_Estratto della pagina:_
—————

Rettore dall’ottobre del 2005 fino alla recente nomina a ministro, in questi anni di governo Profumo ha trasformato il Politecnico in un’università-azienda, anticipando in gran parte gli effetti della tanto contestata (non da lui) riforma Gelmini, favorendo l’ingresso dei privati nel CdA e rincorrendo collaborazioni ed accordi con aziende di mezzo mondo: dalla FIAT a GM, da Eni a Google, da Motorola a Pirelli. La scelta di indirizzare in questo senso le politiche di ateneo è sempre stata motivata dalla garanzia di reperire nuove risorse per il Politecnico e dalla maggior facilità di inserimento degli studenti nel mondo del lavoro. In realtà conosciamo bene le storie di molti studenti appena laureati al Politecnico ed inseriti in queste grandi aziende, storie basate sulla solita dinamica di sfruttamento e precarietà senza alcun tipo di garanzie per il futuro. D’altra parte l’ingerenza dei privati nella gestione dell’ateneo non ha fatto altro che rendere tanto la ricerca quanto la didattica, degli strumenti utili all’acquisire conoscenze dirette ad incrementare unicamente il profitto privato, perdendo completamente di vista quello che, secondo noi, dovrebbe essere il ruolo di un’università: garantire una conoscenza libera finalizzata alla formazione individuale degli studenti ed una ricerca al servizio della società.

—————

(Etichette dei punti degli oggetti)
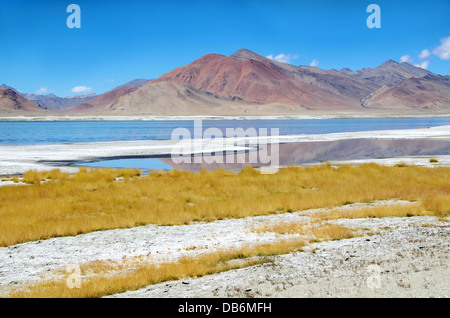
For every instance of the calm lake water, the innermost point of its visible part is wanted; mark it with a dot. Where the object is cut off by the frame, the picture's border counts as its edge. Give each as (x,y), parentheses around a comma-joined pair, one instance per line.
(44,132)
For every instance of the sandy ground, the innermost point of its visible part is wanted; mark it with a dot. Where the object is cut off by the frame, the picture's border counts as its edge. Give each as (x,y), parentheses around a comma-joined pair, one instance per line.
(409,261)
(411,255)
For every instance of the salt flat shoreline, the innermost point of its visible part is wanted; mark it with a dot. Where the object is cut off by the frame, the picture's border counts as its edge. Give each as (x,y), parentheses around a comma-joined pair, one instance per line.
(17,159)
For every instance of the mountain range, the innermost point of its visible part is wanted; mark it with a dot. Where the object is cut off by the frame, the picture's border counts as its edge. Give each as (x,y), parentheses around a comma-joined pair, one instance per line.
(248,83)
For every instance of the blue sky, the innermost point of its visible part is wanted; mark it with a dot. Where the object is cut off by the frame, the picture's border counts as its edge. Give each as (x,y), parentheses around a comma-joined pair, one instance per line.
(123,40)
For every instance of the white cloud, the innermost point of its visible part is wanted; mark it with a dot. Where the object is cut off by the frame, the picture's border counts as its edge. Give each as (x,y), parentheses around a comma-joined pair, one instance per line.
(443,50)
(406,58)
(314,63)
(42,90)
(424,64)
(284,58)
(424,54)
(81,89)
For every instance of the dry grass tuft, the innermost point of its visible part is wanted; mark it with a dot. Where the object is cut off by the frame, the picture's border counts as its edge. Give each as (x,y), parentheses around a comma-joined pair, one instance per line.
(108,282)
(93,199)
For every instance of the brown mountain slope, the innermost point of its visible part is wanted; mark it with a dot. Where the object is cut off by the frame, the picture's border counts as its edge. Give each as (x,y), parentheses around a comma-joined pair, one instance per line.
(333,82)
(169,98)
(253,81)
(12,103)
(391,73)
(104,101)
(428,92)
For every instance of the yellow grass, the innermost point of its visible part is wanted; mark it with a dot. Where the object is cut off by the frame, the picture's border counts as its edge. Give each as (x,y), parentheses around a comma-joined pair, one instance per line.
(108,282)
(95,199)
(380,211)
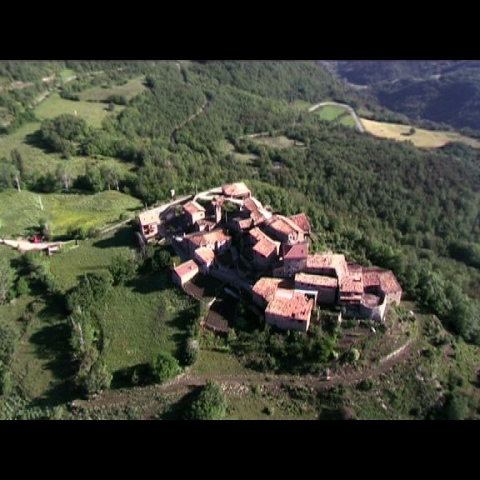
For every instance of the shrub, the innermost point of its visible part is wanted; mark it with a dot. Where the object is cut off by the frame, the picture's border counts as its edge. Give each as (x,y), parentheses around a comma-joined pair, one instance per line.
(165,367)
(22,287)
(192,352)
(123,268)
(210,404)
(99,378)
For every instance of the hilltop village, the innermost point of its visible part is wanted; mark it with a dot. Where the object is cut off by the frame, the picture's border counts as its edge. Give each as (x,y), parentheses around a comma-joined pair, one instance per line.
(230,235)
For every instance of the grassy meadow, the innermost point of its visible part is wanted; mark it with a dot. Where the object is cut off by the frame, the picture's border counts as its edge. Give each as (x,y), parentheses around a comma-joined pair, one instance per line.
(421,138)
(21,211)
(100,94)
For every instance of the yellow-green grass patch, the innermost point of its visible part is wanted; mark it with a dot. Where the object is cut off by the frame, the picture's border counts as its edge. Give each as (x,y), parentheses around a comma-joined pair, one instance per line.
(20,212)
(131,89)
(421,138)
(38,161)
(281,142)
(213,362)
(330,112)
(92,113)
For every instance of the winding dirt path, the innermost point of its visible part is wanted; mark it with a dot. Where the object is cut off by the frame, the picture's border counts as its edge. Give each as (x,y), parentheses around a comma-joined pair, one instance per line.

—————

_Compiti richiesti:_
**a.** Elenca tutte le aziende che l'estratto sul Politecnico nomina tra quelle con cui si sono cercati collaborazioni e accordi.
**b.** Conta le righe delle voci in cui compare la parola "yellow" e scrivi soltanto il numero.
Le voci non hanno alcun legame con l'estratto.

_Risposte in ordine:_
**a.** FIAT, GM, Eni, Google, Motorola, Pirelli

**b.** 2